KUMPULAN TUGAS ▸
**A)** Jawablah pertanyaan berikut berdasarkan teks tentang indera.
(i) Cabang ilmu biologi apa yang mempelajari mekanisme faal dan aktivitas yang mencerminkan kehidupan di dalam tubuh?
(ii) Berapa macam indera yang disebut berfungsi sebagai alat sensor?
(iii) Rangsangan apa yang ditanggapi oleh hidung?
**B)** Salin bagian teks tentang indera, mulai dari "Kata kunci : Hidung, Indera" dan berlanjut sampai "indera (Campbel, 2011).".

TEKS BACAAN ▸
************
Kata kunci : Hidung, Indera pengecap, Lidah, Indera pembau


BAB I
PENDAHULUAN


1.1. Latar Belakang
      Biologi merupakan ilmu yang mempelajari apa arti kehidupan, hidup adalah sesuatu dalam konteks ruang dan waktu, dan biologi juga mempelajari fenomena kehidupan yang terjadi di dalam tubuh suatu makhluk hidup. Salah satu cabang ilmu biologi yang mempelajari mekanisme faal dan aktivitas yang mencerminkan kehidupan di dalam tubuh adalah fisiologi. Fenomena fisiologi yang terjadi di dalam tubuh dapat berupa kemampuan bekerja maksimal dan efisien pada alat indera (Campbel, 2011).
       Indera merupakan alat penghubung/kontak antara jiwa dalam wujud kesadaran rohani diri dengan material lingkungan. Lima macam indera berfungsi sebagai alat sensor, indera terdiri atas alat pembantu untuk melihat (mata), alat pembantu untuk mengecap (lidah), alat pembantu untuk membau (hidung), alat pembantu untuk mendengar (telinga), dan alat pembantu untuk merasakan (kulit/indera peraba) (Guyton, 2007).
      Hidung adalah bagian yang paling menonjol di wajah, yang berfungsi menghirup udara pernapasan, menyaring udara, menghangatkan udara pernapasan. Hidung merupakan alat indera manusia yang menanggapi rangsangan berupa bau atau zat kimia berupa gas (Standring, 2005).
************
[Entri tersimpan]
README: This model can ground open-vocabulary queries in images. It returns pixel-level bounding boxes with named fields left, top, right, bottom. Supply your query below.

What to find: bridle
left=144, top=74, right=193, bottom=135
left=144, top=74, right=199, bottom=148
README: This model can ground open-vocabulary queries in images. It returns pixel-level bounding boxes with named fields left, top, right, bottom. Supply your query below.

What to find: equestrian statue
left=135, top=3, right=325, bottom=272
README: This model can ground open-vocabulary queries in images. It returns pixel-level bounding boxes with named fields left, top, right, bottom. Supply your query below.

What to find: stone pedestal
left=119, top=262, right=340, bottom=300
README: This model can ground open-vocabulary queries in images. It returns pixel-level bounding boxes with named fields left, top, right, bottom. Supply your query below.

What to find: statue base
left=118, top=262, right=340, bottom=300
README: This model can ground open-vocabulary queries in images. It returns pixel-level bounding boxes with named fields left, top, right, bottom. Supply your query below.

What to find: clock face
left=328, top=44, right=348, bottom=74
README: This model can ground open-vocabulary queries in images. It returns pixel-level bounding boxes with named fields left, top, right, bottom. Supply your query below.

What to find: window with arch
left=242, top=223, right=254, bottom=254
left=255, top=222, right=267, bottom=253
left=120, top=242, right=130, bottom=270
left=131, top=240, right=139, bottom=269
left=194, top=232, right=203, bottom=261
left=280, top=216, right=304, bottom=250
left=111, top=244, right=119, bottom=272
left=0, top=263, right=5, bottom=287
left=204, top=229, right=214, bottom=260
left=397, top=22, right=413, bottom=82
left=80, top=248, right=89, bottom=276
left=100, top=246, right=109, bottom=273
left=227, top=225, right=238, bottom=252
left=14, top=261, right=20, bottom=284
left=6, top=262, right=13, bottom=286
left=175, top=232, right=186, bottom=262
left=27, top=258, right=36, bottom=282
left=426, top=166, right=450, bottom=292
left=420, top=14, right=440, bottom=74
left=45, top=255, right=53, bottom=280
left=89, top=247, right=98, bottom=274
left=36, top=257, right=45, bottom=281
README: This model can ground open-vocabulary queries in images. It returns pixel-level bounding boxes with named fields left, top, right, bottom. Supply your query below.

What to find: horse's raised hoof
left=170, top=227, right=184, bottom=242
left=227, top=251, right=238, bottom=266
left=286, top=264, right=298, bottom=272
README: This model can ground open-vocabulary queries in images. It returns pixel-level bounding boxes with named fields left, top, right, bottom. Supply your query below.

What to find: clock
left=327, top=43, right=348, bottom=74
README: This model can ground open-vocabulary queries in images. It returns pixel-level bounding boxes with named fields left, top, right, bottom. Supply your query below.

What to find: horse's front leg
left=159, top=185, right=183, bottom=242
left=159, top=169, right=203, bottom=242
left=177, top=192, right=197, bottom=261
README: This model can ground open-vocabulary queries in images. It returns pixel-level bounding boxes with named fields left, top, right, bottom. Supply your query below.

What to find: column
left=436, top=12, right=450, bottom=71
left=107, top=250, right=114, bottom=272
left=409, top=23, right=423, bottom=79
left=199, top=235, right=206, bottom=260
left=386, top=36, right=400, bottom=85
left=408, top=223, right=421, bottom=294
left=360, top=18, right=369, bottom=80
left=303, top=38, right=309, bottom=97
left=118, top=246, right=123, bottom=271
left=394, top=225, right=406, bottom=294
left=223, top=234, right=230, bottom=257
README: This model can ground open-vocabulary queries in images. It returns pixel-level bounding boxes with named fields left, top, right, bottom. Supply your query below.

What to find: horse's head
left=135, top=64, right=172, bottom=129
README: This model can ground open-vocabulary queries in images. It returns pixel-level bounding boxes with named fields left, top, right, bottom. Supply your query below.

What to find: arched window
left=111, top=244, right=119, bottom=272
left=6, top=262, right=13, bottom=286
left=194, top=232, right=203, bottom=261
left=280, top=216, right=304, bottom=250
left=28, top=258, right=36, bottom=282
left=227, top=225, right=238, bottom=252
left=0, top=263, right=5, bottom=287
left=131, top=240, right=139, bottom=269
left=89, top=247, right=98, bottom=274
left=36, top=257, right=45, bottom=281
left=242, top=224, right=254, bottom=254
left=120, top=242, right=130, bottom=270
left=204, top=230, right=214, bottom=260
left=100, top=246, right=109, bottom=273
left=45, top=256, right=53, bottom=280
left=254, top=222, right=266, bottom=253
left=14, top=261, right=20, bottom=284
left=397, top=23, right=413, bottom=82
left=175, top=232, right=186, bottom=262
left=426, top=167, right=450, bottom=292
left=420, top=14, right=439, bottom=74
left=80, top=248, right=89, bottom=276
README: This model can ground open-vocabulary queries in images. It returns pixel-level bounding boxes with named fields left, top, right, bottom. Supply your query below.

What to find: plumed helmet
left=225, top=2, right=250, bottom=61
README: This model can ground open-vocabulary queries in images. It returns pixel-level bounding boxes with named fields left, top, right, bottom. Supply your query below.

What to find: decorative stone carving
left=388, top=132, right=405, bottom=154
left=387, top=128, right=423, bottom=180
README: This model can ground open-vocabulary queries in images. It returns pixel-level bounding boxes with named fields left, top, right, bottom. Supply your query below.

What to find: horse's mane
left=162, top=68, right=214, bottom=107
************
HASIL LATIHAN ▸
**A)**
(i) Fisiologi.
(ii) Lima macam.
(iii) Bau atau zat kimia berupa gas.

**B)**
Kata kunci : Hidung, Indera pengecap, Lidah, Indera pembau


BAB I
PENDAHULUAN


1.1. Latar Belakang
      Biologi merupakan ilmu yang mempelajari apa arti kehidupan, hidup adalah sesuatu dalam konteks ruang dan waktu, dan biologi juga mempelajari fenomena kehidupan yang terjadi di dalam tubuh suatu makhluk hidup. Salah satu cabang ilmu biologi yang mempelajari mekanisme faal dan aktivitas yang mencerminkan kehidupan di dalam tubuh adalah fisiologi. Fenomena fisiologi yang terjadi di dalam tubuh dapat berupa kemampuan bekerja maksimal dan efisien pada alat indera (Campbel, 2011).